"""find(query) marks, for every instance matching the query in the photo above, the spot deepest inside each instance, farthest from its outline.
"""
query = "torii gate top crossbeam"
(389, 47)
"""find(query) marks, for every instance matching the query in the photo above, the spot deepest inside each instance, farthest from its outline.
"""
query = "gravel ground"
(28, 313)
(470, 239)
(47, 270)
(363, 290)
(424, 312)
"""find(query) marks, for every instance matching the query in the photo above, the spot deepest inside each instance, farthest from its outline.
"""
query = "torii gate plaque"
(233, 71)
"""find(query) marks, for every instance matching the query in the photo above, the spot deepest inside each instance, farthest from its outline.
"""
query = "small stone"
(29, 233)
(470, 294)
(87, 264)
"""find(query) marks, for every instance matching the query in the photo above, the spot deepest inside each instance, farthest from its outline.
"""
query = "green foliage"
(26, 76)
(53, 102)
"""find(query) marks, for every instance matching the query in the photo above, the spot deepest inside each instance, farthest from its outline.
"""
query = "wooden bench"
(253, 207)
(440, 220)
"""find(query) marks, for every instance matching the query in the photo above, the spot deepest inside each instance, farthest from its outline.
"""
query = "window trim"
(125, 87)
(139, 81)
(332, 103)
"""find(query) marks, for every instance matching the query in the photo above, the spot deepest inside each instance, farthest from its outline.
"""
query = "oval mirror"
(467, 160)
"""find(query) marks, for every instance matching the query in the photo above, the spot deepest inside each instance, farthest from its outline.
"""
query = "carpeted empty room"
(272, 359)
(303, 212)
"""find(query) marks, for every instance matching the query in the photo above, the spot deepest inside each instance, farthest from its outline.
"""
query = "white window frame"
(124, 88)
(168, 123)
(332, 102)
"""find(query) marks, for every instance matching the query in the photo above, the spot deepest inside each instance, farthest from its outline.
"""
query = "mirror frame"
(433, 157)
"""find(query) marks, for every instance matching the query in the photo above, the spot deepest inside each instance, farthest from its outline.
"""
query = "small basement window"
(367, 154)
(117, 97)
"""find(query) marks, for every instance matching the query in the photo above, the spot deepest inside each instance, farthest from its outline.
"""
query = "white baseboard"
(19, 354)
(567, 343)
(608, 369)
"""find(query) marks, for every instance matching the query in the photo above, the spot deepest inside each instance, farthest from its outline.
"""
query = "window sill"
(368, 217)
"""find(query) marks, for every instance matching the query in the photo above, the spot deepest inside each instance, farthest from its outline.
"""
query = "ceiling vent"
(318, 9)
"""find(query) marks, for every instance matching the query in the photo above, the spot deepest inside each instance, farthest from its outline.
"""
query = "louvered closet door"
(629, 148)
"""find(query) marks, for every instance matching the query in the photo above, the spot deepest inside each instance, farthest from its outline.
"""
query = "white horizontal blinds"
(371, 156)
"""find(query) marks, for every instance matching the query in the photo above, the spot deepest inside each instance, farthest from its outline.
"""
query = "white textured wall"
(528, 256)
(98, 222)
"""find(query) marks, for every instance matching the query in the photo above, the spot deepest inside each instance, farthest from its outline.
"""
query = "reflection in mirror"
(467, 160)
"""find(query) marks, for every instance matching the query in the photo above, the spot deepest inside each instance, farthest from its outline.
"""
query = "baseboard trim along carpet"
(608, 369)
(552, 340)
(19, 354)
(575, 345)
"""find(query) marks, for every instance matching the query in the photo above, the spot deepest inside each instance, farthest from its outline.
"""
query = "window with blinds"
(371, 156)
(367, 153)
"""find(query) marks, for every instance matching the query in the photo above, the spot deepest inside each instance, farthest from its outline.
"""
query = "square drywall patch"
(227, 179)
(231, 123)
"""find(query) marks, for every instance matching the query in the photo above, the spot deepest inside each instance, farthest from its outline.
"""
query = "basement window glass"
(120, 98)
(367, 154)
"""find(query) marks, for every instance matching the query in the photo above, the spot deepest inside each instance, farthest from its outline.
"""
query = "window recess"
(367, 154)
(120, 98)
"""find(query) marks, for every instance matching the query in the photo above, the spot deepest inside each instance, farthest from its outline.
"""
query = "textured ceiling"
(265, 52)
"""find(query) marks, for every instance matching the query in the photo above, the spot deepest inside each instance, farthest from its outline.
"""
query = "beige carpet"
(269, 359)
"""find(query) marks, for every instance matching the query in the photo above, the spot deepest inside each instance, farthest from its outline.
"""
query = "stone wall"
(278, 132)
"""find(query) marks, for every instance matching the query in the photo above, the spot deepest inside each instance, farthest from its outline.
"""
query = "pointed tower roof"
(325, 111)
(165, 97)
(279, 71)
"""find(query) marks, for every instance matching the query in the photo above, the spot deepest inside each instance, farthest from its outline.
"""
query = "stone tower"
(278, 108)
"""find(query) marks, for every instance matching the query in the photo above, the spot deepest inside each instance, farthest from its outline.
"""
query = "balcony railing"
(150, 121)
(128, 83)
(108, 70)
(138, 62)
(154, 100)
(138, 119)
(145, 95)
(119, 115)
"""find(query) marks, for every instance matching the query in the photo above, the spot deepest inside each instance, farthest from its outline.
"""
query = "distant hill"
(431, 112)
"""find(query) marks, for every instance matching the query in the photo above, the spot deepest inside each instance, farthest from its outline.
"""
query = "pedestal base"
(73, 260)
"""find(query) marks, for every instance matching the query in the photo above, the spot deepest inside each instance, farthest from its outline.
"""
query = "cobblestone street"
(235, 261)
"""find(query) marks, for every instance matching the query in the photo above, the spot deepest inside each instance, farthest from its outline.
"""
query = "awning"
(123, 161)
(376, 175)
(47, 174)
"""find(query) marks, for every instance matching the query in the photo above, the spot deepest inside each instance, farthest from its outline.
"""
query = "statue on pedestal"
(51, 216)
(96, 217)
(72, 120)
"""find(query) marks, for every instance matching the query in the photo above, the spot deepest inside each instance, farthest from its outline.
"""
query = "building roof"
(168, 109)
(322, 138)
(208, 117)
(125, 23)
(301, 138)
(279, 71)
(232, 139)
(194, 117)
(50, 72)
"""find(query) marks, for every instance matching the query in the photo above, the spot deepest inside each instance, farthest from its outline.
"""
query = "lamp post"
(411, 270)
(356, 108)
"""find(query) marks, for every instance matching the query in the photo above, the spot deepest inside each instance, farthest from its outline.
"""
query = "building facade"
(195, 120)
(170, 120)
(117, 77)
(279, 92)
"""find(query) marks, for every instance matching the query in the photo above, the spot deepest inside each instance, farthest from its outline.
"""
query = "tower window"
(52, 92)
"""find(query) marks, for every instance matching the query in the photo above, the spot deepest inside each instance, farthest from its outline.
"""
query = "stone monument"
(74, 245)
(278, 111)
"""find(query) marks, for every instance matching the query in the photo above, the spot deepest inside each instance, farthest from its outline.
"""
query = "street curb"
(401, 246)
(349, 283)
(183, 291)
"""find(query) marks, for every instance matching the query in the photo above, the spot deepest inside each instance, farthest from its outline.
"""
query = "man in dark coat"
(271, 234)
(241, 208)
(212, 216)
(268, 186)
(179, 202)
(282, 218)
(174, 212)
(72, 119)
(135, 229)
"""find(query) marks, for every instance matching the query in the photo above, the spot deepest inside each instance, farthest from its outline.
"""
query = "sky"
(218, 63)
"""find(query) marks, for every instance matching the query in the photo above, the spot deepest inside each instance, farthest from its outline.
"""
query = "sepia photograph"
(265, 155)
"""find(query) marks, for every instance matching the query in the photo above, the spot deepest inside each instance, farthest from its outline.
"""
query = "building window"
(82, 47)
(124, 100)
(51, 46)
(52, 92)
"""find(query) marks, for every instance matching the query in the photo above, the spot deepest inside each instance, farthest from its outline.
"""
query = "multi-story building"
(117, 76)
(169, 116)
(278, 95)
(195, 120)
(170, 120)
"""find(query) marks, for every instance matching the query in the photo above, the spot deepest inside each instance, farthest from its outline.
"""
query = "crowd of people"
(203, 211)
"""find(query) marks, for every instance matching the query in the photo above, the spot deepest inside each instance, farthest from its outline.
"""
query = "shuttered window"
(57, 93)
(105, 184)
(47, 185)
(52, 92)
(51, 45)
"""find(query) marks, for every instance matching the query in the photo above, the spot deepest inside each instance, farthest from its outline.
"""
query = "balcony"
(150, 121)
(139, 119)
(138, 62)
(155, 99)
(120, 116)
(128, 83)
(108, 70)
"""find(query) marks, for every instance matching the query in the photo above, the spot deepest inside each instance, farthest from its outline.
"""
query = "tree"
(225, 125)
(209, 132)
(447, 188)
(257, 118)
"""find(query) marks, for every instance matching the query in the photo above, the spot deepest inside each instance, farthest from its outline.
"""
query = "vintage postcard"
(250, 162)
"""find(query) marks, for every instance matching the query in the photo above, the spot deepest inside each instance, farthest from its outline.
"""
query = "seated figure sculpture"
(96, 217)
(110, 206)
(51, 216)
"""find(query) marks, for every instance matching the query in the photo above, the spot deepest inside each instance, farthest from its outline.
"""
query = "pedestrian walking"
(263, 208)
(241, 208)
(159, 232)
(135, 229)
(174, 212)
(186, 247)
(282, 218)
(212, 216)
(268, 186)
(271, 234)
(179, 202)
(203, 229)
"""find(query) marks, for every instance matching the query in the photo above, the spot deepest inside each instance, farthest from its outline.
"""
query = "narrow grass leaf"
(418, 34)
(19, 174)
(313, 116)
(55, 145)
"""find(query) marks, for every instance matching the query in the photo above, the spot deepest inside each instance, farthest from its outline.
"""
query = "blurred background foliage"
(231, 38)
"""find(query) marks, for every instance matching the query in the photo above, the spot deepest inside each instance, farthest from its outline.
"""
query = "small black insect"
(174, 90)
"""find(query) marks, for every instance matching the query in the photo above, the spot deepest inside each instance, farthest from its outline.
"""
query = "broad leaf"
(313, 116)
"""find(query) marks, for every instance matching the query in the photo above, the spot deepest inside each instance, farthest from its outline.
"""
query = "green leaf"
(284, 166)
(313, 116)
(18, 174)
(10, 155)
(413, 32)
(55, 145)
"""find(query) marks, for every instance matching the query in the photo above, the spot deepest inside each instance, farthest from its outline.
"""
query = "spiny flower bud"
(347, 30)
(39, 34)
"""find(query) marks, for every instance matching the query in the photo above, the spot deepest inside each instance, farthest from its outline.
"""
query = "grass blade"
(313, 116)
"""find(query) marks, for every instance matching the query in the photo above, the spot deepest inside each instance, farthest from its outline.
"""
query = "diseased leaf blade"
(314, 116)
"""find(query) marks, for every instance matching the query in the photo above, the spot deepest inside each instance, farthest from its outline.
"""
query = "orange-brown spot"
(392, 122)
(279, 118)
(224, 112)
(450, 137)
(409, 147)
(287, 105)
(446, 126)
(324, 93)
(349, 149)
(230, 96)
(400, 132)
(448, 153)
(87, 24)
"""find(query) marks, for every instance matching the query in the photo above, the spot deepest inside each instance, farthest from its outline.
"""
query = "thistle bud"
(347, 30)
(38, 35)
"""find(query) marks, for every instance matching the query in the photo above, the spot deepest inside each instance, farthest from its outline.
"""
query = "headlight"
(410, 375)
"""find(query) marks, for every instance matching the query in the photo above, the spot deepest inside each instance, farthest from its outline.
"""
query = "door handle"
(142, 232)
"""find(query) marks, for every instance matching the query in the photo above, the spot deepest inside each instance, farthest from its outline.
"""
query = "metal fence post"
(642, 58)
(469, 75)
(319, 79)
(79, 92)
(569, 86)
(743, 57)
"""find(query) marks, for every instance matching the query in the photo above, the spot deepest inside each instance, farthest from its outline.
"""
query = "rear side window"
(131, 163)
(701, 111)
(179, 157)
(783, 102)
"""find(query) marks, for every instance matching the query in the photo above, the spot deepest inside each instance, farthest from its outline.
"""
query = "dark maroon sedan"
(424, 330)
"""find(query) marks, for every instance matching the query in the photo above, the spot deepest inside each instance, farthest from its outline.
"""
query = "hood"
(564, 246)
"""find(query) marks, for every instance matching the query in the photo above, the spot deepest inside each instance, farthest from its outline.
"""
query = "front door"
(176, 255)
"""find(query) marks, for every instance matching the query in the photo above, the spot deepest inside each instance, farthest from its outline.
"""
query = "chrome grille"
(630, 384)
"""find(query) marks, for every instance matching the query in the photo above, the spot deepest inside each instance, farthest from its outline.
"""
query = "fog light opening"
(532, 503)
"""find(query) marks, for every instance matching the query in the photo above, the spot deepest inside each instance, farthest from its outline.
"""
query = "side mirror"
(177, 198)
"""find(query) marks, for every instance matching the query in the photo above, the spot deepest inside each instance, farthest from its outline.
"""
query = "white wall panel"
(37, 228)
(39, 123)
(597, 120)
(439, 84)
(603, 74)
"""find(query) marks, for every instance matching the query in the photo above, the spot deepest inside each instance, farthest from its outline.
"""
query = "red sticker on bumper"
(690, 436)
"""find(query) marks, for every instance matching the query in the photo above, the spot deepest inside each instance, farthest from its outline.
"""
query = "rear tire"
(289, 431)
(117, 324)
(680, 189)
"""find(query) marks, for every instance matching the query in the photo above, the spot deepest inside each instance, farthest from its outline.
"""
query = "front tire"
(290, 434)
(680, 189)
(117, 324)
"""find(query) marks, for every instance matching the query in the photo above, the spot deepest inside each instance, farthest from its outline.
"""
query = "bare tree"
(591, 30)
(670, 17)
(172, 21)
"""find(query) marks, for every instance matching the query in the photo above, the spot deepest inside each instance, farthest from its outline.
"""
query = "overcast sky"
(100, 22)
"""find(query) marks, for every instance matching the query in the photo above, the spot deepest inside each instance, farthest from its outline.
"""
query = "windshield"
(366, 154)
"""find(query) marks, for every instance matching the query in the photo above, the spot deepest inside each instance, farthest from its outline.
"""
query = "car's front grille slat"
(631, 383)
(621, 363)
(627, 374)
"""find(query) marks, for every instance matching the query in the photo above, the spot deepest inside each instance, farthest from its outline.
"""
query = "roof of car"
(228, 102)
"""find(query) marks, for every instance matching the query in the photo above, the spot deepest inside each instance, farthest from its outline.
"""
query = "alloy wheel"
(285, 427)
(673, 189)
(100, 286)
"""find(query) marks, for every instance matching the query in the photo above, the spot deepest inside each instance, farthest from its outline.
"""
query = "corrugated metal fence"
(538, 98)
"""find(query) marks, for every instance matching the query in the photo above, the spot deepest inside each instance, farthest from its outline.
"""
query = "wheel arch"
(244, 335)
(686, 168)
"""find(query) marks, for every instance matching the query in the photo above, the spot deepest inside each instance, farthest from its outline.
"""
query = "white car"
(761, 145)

▬▬▬▬▬▬

TASK REQUIREMENTS:
Gather every line in the data above that contains the word "dark" and copy each one out in full.

COMPLETE RESPONSE:
query = "man in dark coat"
query = "dark maroon sedan"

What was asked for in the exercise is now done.